▸ **WORK TO BE COMPLETED**:
Read through the records. Copy each line that has the word "below".

(DATA TO USE)

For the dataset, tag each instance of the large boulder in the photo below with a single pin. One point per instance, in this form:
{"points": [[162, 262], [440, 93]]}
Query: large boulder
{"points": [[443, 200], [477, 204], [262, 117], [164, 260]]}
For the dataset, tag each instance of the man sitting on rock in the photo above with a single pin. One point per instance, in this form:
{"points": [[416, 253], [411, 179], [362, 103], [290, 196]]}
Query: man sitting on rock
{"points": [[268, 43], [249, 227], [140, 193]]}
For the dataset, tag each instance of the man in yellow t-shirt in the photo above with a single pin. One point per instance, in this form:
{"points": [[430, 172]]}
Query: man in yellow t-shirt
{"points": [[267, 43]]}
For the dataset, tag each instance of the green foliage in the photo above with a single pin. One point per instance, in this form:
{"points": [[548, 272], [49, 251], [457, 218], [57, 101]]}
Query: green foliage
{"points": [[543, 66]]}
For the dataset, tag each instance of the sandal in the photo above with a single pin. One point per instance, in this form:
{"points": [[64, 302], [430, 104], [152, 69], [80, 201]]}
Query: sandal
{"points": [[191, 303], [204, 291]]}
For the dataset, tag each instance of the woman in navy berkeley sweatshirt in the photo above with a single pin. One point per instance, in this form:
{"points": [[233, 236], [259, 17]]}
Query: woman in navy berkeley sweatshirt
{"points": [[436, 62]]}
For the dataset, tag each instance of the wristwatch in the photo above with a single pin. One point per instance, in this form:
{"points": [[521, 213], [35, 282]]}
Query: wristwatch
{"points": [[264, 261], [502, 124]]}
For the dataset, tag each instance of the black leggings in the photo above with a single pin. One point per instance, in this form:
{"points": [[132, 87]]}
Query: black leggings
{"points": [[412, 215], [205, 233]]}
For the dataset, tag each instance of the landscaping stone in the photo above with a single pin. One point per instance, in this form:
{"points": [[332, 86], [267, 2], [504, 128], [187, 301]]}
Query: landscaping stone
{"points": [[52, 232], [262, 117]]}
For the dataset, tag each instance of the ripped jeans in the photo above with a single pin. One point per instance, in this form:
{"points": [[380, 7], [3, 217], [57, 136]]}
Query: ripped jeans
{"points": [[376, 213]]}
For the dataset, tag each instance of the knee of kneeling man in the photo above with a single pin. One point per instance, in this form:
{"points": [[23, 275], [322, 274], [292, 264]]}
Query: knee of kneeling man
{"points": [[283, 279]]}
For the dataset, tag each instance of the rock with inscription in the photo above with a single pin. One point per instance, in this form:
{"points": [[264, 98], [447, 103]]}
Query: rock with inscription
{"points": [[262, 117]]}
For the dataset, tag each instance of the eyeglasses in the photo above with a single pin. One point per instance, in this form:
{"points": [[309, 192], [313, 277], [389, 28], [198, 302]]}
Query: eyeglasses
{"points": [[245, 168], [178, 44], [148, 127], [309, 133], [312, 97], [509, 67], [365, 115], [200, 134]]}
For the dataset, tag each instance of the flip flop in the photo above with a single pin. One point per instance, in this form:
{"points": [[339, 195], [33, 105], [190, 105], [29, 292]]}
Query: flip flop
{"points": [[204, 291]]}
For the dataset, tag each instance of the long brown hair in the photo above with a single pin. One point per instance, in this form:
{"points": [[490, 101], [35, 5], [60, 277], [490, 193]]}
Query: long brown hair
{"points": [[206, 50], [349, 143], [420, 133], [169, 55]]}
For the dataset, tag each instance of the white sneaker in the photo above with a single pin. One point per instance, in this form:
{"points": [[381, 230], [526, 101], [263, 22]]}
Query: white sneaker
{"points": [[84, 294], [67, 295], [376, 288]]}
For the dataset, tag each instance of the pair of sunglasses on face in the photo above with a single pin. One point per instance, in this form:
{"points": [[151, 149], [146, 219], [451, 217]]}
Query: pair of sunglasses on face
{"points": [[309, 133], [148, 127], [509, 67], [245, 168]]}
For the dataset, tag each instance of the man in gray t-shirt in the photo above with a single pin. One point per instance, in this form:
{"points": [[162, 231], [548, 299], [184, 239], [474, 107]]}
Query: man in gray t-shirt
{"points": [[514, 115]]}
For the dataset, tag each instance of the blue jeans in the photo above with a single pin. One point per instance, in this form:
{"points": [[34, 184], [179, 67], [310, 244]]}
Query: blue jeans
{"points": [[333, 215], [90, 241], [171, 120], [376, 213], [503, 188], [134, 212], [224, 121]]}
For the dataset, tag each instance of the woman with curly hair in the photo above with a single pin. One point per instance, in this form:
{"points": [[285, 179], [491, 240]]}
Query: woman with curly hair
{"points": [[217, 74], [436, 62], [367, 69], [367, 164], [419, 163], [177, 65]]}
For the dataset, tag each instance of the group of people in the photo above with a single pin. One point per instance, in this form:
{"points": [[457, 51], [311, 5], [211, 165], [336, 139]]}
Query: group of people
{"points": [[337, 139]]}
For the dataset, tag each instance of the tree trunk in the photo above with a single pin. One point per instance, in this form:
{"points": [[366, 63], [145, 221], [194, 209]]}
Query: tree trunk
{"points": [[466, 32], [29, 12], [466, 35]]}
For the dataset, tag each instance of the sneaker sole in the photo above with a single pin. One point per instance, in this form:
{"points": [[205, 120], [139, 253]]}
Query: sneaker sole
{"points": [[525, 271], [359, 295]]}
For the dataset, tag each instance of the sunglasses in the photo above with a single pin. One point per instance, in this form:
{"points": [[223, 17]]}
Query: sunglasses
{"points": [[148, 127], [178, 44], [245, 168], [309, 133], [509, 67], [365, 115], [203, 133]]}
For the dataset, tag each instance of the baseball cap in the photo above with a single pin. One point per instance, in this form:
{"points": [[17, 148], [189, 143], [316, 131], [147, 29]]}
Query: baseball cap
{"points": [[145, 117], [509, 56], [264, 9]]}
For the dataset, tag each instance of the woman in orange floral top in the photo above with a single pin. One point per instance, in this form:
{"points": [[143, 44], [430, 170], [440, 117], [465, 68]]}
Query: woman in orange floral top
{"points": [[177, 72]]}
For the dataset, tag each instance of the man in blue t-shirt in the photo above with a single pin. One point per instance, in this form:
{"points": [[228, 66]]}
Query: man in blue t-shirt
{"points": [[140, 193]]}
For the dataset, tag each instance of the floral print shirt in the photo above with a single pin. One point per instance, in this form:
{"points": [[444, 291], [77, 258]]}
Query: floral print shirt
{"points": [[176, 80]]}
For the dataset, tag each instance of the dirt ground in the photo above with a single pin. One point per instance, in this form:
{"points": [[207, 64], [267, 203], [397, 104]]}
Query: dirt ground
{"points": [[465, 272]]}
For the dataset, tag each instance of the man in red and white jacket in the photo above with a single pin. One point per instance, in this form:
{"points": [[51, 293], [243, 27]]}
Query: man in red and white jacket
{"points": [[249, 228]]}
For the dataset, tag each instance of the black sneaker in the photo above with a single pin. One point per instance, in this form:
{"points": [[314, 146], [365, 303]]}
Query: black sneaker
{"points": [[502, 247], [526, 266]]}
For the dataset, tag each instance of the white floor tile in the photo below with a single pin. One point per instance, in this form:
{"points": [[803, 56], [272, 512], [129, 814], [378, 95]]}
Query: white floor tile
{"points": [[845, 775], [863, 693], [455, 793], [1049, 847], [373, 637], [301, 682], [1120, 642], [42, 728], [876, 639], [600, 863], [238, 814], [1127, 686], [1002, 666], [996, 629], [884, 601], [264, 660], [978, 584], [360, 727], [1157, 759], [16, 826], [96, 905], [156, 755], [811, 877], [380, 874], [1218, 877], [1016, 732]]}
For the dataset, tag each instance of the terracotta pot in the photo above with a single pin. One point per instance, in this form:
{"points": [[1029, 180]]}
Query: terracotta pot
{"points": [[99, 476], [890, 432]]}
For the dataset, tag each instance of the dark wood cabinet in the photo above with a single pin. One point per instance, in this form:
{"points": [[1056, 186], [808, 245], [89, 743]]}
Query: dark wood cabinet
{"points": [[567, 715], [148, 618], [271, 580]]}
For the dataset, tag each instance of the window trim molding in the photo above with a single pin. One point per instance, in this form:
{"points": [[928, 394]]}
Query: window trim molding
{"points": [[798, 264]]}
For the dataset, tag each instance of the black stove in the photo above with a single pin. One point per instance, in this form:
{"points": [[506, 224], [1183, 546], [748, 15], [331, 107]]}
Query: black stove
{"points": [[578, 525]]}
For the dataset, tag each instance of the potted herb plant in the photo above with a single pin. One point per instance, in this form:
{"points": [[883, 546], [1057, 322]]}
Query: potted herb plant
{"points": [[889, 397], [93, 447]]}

(End DATA TO USE)

▸ **RESPONSE TO THIS EXERCISE**:
For the dataset, tag each instance of the large boulder in the photo below with a single pin. One point per instance, in this form:
For the dataset, tag each instance of the white floor tile in the photo below with a single pin. One point per instance, in this form:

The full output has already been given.